(Source data)

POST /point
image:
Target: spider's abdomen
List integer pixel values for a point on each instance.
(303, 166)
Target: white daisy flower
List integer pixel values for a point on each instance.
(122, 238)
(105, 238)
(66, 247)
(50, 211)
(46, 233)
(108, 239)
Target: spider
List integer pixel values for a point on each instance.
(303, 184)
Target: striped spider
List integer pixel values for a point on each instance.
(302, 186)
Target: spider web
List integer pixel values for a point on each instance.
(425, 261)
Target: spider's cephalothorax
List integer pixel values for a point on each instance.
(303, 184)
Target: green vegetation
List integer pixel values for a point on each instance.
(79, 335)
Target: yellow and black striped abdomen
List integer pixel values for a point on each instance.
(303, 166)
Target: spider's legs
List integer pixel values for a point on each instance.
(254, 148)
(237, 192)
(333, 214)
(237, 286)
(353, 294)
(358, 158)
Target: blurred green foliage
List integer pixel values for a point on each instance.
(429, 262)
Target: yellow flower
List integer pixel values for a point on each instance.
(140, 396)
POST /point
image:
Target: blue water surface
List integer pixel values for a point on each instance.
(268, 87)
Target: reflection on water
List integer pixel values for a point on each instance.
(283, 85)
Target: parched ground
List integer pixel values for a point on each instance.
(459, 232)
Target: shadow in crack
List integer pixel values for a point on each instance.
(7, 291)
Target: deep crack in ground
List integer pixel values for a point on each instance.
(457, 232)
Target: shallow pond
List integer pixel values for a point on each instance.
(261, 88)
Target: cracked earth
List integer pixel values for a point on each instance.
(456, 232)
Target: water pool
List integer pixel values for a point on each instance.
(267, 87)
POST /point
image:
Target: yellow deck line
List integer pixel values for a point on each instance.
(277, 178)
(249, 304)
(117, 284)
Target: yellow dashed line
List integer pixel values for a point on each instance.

Task brief: Output the lines above verbatim and in full.

Result of the exercise:
POST /point
image:
Target: spider's abdomen
List integer pixel values for a point on each instance.
(303, 166)
Target: white daisy flower
List integer pixel values for a point on each instance.
(122, 238)
(105, 238)
(66, 247)
(50, 211)
(46, 233)
(108, 239)
Target: spider
List integer pixel values for a point on each instance.
(303, 184)
Target: striped spider
List integer pixel values for a point on each instance.
(302, 186)
Target: spider web
List integer pixel values for a point on each instance.
(425, 261)
Target: spider's cephalothorax
List integer pixel values for a point on each instance.
(303, 184)
Target: green vegetation
List integer pixel values for a point on each instance.
(79, 335)
Target: yellow and black striped abdomen
List integer pixel values for a point on each instance.
(303, 166)
Target: spider's legs
List integer pixel values for a point on each instance.
(254, 148)
(237, 192)
(333, 214)
(237, 286)
(353, 294)
(358, 158)
Target: blurred green foliage
List integer pixel values for a point on each instance.
(429, 262)
Target: yellow flower
List integer pixel values for a point on each instance.
(140, 396)
POST /point
image:
Target: blue water surface
List integer pixel values for a point on each instance.
(268, 87)
Target: reflection on water
List integer pixel values for a point on each instance.
(283, 85)
Target: parched ground
List integer pixel values for a point on each instance.
(459, 232)
Target: shadow in crack
List integer pixel values for a point on each instance.
(7, 291)
Target: deep crack in ground
List integer pixel values for a point on each instance.
(457, 232)
Target: shallow pond
List integer pixel values for a point on each instance.
(261, 88)
Target: cracked earth
List integer pixel values for a point on each instance.
(456, 232)
Target: water pool
List integer pixel values for a point on each instance.
(267, 87)
POST /point
image:
Target: yellow deck line
List integer pixel values for a point on each instance.
(277, 178)
(249, 304)
(117, 284)
Target: yellow dashed line
List integer pixel values for a point on each instance.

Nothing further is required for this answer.